» **Exercise brief**
Convert the material below into a Markdown table with the columns Row and Line, giving each non-blank line its own numbered row. Omit the pictures from the table.
........
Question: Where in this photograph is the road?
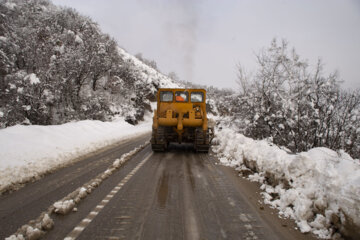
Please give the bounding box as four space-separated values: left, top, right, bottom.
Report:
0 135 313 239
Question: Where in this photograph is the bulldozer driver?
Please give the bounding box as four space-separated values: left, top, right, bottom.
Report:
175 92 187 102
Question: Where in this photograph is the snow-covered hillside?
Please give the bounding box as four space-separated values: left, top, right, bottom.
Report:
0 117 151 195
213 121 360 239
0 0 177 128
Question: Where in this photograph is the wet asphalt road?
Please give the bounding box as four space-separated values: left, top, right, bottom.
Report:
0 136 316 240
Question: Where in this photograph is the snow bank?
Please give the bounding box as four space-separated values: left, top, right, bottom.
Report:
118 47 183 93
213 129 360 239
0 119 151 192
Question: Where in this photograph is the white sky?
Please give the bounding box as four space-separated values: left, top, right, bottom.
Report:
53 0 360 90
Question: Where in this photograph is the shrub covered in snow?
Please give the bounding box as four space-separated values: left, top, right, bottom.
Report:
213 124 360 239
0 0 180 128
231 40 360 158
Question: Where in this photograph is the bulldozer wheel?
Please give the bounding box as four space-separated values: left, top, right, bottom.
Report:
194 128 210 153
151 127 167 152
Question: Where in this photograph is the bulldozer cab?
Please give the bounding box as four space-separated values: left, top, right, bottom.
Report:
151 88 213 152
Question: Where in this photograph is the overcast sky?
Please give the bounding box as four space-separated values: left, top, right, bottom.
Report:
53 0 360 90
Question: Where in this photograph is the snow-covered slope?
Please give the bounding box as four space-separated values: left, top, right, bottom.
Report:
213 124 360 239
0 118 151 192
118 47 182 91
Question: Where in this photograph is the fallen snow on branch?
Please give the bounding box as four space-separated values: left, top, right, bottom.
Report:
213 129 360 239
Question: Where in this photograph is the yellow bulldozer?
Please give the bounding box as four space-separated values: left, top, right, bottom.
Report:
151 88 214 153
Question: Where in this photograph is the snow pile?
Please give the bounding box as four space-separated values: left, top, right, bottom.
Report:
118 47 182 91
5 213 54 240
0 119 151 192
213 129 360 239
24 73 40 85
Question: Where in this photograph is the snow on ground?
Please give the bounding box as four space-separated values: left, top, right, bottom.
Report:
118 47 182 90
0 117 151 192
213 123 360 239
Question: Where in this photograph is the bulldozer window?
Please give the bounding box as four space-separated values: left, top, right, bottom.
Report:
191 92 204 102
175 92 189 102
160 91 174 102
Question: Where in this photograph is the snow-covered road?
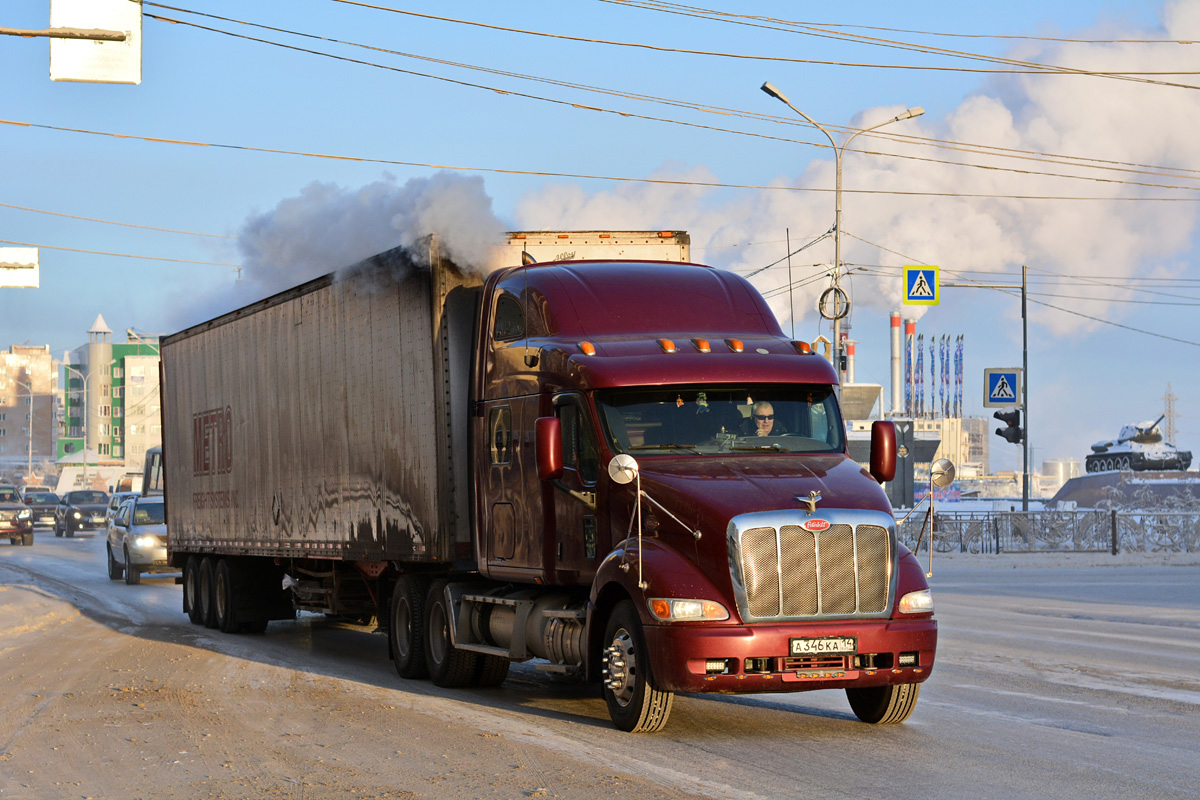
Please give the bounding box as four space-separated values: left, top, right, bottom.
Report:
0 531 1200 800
........
» **Answer for the task**
| Row | Line |
|---|---|
| 1 | Question: Where in this photograph is the road? |
| 2 | Please give the bounding box as four space-separated values: left, top, right, bottom. |
| 3 | Report: |
| 4 | 0 135 313 239 |
| 5 | Question: Where in this photograph is the bulldozer driver? |
| 6 | Please give the bounding box as four space-separated values: left, top, right, bottom. |
| 7 | Report: |
| 8 | 175 92 187 102 |
| 9 | Question: Where in this photograph is the snow-covered hillside? |
| 10 | Please give the bounding box as four space-separated values: left, top, right, bottom. |
| 11 | Report: |
| 12 | 0 117 151 195 |
| 13 | 213 121 360 239 |
| 14 | 0 0 177 128 |
| 15 | Question: Where in this photograph is the wet asphalt road? |
| 16 | Please give the bounding box as four space-separated values: left, top, right, bottom. |
| 17 | Report: |
| 18 | 0 136 316 240 |
| 19 | Question: Where in this photograph is the snow bank? |
| 20 | Please give the bounding box as four space-separated values: left, top, right, bottom. |
| 21 | Report: |
| 22 | 118 47 183 93 |
| 23 | 213 129 360 239 |
| 24 | 0 119 151 192 |
| 25 | Question: Where in this photograph is the white sky? |
| 26 | Please give the bounding box as four space-separated values: left, top, right, bottom. |
| 27 | Report: |
| 28 | 53 0 360 90 |
| 29 | Question: Where in this photograph is the shrub covered in snow? |
| 30 | Please give the bounding box as four space-separated values: left, top, right, bottom. |
| 31 | Report: |
| 32 | 213 124 360 239 |
| 33 | 0 0 180 128 |
| 34 | 231 40 360 158 |
| 35 | Question: Where in this photograph is the bulldozer wheel? |
| 36 | Please give the bounding box as four space-separated values: left, top, right, bottom. |
| 37 | Report: |
| 38 | 194 128 210 153 |
| 39 | 151 127 167 152 |
| 40 | Question: Where in this photograph is the bulldozer cab? |
| 41 | Please give the bounding box as four space-separated values: left, top, right, bottom. |
| 42 | Report: |
| 43 | 151 88 213 152 |
| 44 | Question: Where in this photograph is the overcast sky? |
| 45 | Please give the bounding box as four space-separated values: left, top, right, bottom. |
| 46 | Report: |
| 47 | 53 0 360 90 |
| 48 | Question: Where in this photograph is the snow-covered slope? |
| 49 | Please give the bounding box as four space-separated values: left, top, right, bottom. |
| 50 | Report: |
| 51 | 213 124 360 239 |
| 52 | 0 118 151 192 |
| 53 | 118 47 182 91 |
| 54 | Question: Where in this photograph is the fallen snow on branch? |
| 55 | Please give the bounding box as four space-separated values: left, top, right, bottom. |
| 56 | Report: |
| 57 | 213 129 360 239 |
| 58 | Question: Where in this photograph is the yellow bulldozer? |
| 59 | Please give the bounding box as four space-separated values: left, top, right, bottom. |
| 60 | Report: |
| 61 | 151 88 214 153 |
| 62 | Question: Where in this photograph is the snow pile? |
| 63 | Please give the bounding box as four space-separated values: left, top, right, bottom. |
| 64 | Report: |
| 65 | 118 47 182 91 |
| 66 | 5 213 54 240 |
| 67 | 0 119 151 192 |
| 68 | 213 129 360 239 |
| 69 | 24 73 40 85 |
| 70 | Question: Where in this photograph is the snow on ground? |
| 71 | Please give the bounding box as four space-separated values: left, top, right, bottom. |
| 72 | Report: |
| 73 | 118 47 182 90 |
| 74 | 0 117 151 192 |
| 75 | 213 123 360 239 |
| 76 | Question: Where in this photograph is the bulldozer window? |
| 77 | Please give the bounding box as four space-separated values: left, top, right, bottom. |
| 78 | Report: |
| 79 | 191 92 204 102 |
| 80 | 175 92 189 102 |
| 81 | 160 91 174 102 |
| 82 | Question: Where in this photograph is the snow-covered road? |
| 83 | Please give the bounding box as four space-separated values: left, top, right, bottom. |
| 84 | Report: |
| 85 | 0 531 1200 800 |